*SET PROBLEM*:
Please print the full listing exactly.

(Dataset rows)
--- start ---

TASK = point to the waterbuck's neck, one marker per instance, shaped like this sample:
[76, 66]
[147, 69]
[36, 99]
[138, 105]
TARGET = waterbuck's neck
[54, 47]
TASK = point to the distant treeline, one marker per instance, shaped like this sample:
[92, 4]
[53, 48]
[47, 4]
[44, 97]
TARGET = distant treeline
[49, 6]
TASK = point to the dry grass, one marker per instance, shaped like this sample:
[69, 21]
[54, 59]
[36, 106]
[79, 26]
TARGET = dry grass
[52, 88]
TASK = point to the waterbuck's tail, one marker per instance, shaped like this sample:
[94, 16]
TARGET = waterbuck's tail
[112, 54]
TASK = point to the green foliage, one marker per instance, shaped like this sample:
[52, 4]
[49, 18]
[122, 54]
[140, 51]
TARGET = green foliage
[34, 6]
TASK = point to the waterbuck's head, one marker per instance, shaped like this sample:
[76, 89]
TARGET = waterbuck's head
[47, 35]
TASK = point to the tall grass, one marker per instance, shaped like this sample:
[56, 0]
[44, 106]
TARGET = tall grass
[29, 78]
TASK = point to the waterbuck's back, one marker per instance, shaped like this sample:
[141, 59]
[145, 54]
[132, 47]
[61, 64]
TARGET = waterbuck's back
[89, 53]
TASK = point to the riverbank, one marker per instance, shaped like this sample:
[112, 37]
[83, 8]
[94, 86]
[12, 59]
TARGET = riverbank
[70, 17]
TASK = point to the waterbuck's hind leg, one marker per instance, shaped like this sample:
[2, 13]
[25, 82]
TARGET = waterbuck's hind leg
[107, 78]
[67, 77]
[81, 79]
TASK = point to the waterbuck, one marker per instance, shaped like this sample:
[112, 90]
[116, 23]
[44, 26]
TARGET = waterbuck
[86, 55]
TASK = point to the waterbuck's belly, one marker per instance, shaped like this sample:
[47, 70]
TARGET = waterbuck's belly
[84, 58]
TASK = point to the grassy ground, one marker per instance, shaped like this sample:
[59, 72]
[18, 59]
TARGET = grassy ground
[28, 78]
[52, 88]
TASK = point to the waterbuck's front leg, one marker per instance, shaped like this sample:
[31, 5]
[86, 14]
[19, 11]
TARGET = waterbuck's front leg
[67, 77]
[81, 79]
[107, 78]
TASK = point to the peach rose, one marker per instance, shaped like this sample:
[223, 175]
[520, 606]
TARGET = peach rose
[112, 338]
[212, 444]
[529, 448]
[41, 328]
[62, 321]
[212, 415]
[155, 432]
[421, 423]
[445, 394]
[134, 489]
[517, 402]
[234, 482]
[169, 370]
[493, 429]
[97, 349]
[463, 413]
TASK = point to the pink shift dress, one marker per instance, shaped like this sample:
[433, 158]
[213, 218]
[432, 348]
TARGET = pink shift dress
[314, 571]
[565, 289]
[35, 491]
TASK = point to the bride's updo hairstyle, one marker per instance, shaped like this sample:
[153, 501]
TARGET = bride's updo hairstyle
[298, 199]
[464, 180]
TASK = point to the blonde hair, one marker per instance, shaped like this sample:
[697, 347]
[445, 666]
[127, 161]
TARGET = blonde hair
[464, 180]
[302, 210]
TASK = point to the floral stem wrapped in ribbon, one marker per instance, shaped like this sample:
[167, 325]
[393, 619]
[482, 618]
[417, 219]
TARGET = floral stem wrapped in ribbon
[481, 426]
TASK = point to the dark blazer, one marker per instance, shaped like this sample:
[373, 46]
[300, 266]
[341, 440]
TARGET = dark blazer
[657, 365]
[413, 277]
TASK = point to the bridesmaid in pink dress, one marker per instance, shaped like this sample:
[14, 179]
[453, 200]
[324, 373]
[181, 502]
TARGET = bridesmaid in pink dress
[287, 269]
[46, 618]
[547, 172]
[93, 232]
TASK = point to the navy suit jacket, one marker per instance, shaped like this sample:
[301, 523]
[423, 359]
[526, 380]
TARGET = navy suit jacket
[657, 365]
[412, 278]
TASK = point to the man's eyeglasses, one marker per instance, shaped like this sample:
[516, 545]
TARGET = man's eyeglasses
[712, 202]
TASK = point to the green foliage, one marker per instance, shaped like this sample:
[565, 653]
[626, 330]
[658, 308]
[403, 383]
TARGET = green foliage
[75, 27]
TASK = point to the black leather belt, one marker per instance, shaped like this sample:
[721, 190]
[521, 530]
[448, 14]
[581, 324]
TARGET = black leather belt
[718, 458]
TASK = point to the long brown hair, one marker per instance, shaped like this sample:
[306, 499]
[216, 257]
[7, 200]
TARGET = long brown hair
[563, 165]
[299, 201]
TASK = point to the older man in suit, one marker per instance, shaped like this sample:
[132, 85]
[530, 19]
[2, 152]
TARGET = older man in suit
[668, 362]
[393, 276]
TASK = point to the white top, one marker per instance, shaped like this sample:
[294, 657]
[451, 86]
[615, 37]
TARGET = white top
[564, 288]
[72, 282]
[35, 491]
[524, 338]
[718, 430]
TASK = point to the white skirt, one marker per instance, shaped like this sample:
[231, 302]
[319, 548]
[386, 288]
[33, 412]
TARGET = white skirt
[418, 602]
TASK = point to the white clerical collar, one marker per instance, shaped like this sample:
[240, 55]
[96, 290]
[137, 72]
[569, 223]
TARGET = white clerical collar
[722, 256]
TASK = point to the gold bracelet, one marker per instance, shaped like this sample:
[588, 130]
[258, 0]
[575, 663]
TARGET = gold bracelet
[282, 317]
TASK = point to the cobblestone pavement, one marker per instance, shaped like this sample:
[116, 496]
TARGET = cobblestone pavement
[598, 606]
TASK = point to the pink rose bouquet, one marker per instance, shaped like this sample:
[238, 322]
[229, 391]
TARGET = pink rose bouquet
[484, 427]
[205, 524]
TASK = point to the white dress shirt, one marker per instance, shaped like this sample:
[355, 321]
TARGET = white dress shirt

--- end ---

*SOLUTION TO THIS PROBLEM*:
TASK = point to the waterbuck's neck, one marker per instance, shaped like this sample:
[76, 66]
[147, 69]
[36, 99]
[138, 105]
TARGET = waterbuck's neck
[54, 47]
TASK = point to the distant treeline, one marker per instance, shaped like this sample:
[92, 4]
[53, 48]
[47, 4]
[44, 97]
TARGET = distant treeline
[49, 6]
TASK = point to the dry grass, one marker per instance, shaped like this sample:
[69, 21]
[54, 59]
[36, 106]
[79, 26]
TARGET = dry grass
[52, 88]
TASK = point to the waterbuck's tail, one marker per instance, shaped like this sample:
[94, 16]
TARGET = waterbuck's tail
[112, 54]
TASK = point to the green foliage, one marker per instance, shaped like this sample:
[52, 4]
[49, 18]
[122, 54]
[140, 51]
TARGET = green foliage
[34, 6]
TASK = point to the waterbuck's head, one marker per instance, shaped like this sample:
[76, 89]
TARGET = waterbuck's head
[47, 35]
TASK = point to the tall grass, one marker per instance, shaped like this sample:
[56, 0]
[44, 106]
TARGET = tall grass
[29, 78]
TASK = point to the waterbuck's back, one marker per instance, shaped like this sample:
[141, 59]
[145, 54]
[132, 47]
[61, 64]
TARGET = waterbuck's back
[89, 53]
TASK = point to the riverbank, one marker per instance, shaped like this sample:
[112, 37]
[83, 8]
[94, 86]
[12, 59]
TARGET = riverbank
[70, 17]
TASK = point to the waterbuck's hind leg, one marker per instance, shaped like this sample:
[2, 13]
[25, 82]
TARGET = waterbuck's hind leg
[107, 78]
[67, 77]
[81, 79]
TASK = point to the waterbuck, one marker per instance, shaped like this sample:
[112, 90]
[116, 23]
[44, 26]
TARGET = waterbuck
[86, 55]
TASK = point to the waterbuck's belly, one marker per instance, shaped like this sample:
[47, 70]
TARGET = waterbuck's belly
[84, 58]
TASK = point to the grassy ground, one marker per instance, shaped like this sample:
[59, 72]
[18, 59]
TARGET = grassy ground
[28, 78]
[52, 88]
TASK = point to the waterbuck's front leg, one marker per instance, shaped like this sample:
[31, 5]
[86, 14]
[19, 11]
TARGET = waterbuck's front leg
[67, 77]
[81, 79]
[107, 78]
TASK = point to the peach rose, one marker per instance, shaped like this sample:
[223, 175]
[520, 606]
TARGET = peach rose
[112, 338]
[212, 444]
[529, 448]
[41, 328]
[62, 321]
[212, 415]
[155, 432]
[421, 423]
[445, 394]
[134, 489]
[517, 402]
[234, 482]
[169, 370]
[493, 429]
[97, 349]
[463, 413]
TASK = point to the pink shift dress, one marker per instance, shaped like this sample:
[433, 158]
[213, 218]
[432, 348]
TARGET = pink shift dress
[314, 571]
[565, 289]
[35, 491]
TASK = point to the bride's updo hairstyle, one marker per instance, shaped like this sample:
[153, 501]
TARGET = bride's updo hairstyle
[298, 199]
[464, 180]
TASK = point to the blonde hair, one marker per instance, shaped like this sample:
[697, 347]
[445, 666]
[127, 161]
TARGET = blonde hair
[464, 180]
[302, 210]
TASK = point to the floral stem wrapped in ribbon, one marker per instance, shaped like this sample:
[167, 325]
[393, 619]
[482, 618]
[417, 219]
TARGET = floral stem wrapped in ribbon
[481, 426]
TASK = point to the dark blazer, one marker per instance, shaped like this sample:
[373, 46]
[300, 266]
[341, 440]
TARGET = dark blazer
[657, 365]
[413, 277]
TASK = point to the bridesmaid in pink dress, one marker per instance, shaped like this sample:
[14, 179]
[453, 200]
[324, 373]
[181, 502]
TARGET = bridesmaid in pink dress
[287, 269]
[46, 618]
[547, 172]
[93, 232]
TASK = point to the navy suit jacket, one marker per instance, shaped like this sample:
[301, 523]
[423, 359]
[526, 380]
TARGET = navy suit jacket
[657, 365]
[412, 278]
TASK = point to the man's eyeglasses, one marker per instance, shaped like this sample:
[516, 545]
TARGET = man's eyeglasses
[712, 202]
TASK = point to the green foliage, one marker per instance, shaped like this sample:
[565, 653]
[626, 330]
[658, 308]
[403, 383]
TARGET = green foliage
[75, 27]
TASK = point to the black leather belt, one marker per instance, shaped like this sample:
[721, 190]
[521, 530]
[448, 14]
[581, 324]
TARGET = black leather belt
[718, 458]
TASK = point to the long brown hair, one marker per instance, shaped like this sample:
[306, 499]
[216, 257]
[7, 200]
TARGET = long brown hair
[563, 165]
[299, 201]
TASK = point to the older man in suit, one marker per instance, shaped like this sample:
[132, 85]
[530, 19]
[2, 152]
TARGET = older man in suit
[668, 362]
[393, 276]
TASK = point to the white top, one marker per instance, shaped like this sample:
[294, 657]
[451, 86]
[615, 37]
TARGET = white top
[564, 288]
[72, 282]
[35, 491]
[524, 338]
[718, 430]
TASK = point to the white skirt, one marker per instance, shaped like this sample:
[231, 302]
[319, 548]
[386, 288]
[33, 412]
TARGET = white skirt
[418, 602]
TASK = point to the white clerical collar, one marker per instance, shaped like this sample:
[240, 55]
[96, 290]
[137, 72]
[569, 223]
TARGET = white clerical collar
[722, 256]
TASK = point to the gold bracelet, one marker per instance, shaped like this sample:
[588, 130]
[258, 0]
[575, 663]
TARGET = gold bracelet
[282, 317]
TASK = point to the cobblestone pavement, one marker per instance, shaped like this sample:
[116, 496]
TARGET = cobblestone pavement
[598, 606]
TASK = point to the pink rose bouquet, one marker per instance, shaped like this sample:
[238, 322]
[229, 391]
TARGET = pink rose bouquet
[484, 427]
[205, 524]
TASK = point to the white dress shirt, one marker per instance, shaped like this sample:
[355, 321]
TARGET = white dress shirt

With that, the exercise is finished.